Each entry below is to be transcribed exactly.

(Items listed in a dataset)
• • •

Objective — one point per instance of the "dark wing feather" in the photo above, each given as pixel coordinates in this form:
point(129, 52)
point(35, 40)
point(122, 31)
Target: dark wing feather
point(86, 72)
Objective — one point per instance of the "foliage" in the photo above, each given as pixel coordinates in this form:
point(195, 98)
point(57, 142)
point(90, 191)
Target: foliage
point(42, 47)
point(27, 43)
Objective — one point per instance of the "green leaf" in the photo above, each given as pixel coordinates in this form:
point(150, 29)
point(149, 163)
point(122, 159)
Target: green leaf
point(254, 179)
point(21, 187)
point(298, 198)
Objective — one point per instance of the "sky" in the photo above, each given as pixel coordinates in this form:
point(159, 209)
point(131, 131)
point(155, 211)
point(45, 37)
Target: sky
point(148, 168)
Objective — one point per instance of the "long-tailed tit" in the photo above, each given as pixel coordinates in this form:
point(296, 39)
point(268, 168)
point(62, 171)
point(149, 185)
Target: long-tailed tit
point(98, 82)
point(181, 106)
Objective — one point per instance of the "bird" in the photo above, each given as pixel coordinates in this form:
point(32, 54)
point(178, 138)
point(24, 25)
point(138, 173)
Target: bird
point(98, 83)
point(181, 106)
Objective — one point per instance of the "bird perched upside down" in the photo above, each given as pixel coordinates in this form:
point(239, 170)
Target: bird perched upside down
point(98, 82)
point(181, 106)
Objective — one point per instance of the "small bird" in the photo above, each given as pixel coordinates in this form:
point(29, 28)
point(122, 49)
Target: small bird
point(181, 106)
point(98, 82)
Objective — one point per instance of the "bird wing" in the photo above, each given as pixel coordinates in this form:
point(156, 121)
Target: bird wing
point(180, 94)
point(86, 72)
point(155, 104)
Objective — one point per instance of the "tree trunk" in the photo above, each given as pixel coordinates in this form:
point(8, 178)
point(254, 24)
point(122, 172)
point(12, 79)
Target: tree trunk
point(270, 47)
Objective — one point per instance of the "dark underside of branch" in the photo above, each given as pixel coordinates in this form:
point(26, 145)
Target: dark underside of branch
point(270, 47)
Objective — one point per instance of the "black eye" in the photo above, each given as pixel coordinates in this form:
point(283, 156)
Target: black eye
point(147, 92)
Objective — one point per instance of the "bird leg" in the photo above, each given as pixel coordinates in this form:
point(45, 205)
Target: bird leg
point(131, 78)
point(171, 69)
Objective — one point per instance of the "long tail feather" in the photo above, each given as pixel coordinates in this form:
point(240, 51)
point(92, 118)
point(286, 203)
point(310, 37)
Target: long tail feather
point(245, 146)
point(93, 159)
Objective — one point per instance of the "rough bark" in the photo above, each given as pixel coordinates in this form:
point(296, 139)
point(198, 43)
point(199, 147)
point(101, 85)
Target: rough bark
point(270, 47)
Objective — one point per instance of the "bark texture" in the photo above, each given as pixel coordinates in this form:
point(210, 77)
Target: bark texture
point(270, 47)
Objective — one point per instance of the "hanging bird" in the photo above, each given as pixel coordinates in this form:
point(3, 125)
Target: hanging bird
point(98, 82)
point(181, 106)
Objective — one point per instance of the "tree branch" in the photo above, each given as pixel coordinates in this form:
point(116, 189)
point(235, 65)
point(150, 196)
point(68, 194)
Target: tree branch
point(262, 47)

• • •

**Solution to this exercise:**
Objective — one point per instance of the "dark wing feather" in the photo above, each given as pixel coordinates in this form:
point(129, 52)
point(35, 40)
point(122, 31)
Target: dark wing feather
point(86, 72)
Objective — one point per instance of the "foliage" in the photo above, each given as pixel coordinates in this form:
point(195, 98)
point(57, 142)
point(90, 191)
Target: foliage
point(42, 47)
point(27, 43)
Objective — one point per instance of the "green leaf" in the photo above, each given as pixel coordinates in this form:
point(150, 29)
point(149, 163)
point(122, 159)
Target: green leaf
point(254, 179)
point(21, 187)
point(298, 198)
Objective — one point per instance of the "sky" in the photo above, each given as pixel coordinates in this form:
point(159, 209)
point(131, 131)
point(155, 211)
point(45, 37)
Target: sky
point(148, 168)
Objective — one point per instance of the "long-tailed tit" in the photo above, each given as pixel coordinates in this form:
point(296, 39)
point(268, 168)
point(62, 171)
point(149, 185)
Target: long-tailed tit
point(98, 82)
point(181, 106)
Objective — one point per instance of the "bird" in the photo above, each given as pixel coordinates in this form:
point(32, 54)
point(178, 138)
point(24, 25)
point(138, 173)
Target: bird
point(98, 83)
point(181, 106)
Objective — one point per instance of the "bird perched upside down" in the photo above, each given as pixel coordinates in this form:
point(239, 170)
Target: bird perched upside down
point(98, 82)
point(181, 106)
Objective — one point per instance of the "small bird" in the photo above, each given as pixel coordinates in this form:
point(29, 28)
point(122, 49)
Target: small bird
point(181, 106)
point(98, 82)
Objective — one point per instance of the "bird wing" in the photo above, each given as pixel coordinates in this form:
point(156, 121)
Target: bird wing
point(180, 94)
point(86, 72)
point(155, 104)
Objective — one point per instance of the "tree trunk" in the photo above, each given as pixel coordinates in this form:
point(8, 178)
point(254, 24)
point(122, 172)
point(12, 79)
Target: tree trunk
point(270, 47)
Objective — one point per instance of the "dark underside of branch" in the photo above, each given as pixel coordinates in this form:
point(26, 145)
Target: dark underside of branch
point(270, 47)
Objective — one point per instance of the "black eye" in the photo above, each given as pixel coordinates in this form:
point(283, 156)
Target: black eye
point(147, 92)
Objective — one point per instance of the "bird leg" in the photo above, each given as pixel coordinates in this form:
point(45, 205)
Target: bird leg
point(131, 78)
point(171, 69)
Objective — one point per instance of the "long tail feather" in the photo above, each given as pixel coordinates in this form:
point(240, 51)
point(92, 118)
point(286, 203)
point(310, 37)
Target: long tail feather
point(245, 146)
point(93, 159)
Objective — one point per instance of the "rough bark" in the photo above, each given as pixel coordinates in this form:
point(296, 139)
point(198, 43)
point(199, 147)
point(101, 85)
Target: rough bark
point(270, 47)
Objective — one point per instance of the "bark texture" in the photo above, each given as pixel coordinates in this form:
point(210, 77)
Target: bark texture
point(270, 47)
Objective — one point per instance of the "hanging bird" in the photo above, each given as pixel coordinates in this form:
point(3, 125)
Target: hanging bird
point(98, 82)
point(181, 106)
Objective — one point per instance of the "tree branch" in the photo above, each given as pixel coordinates in this form:
point(116, 189)
point(235, 65)
point(150, 196)
point(68, 194)
Target: tree branch
point(262, 47)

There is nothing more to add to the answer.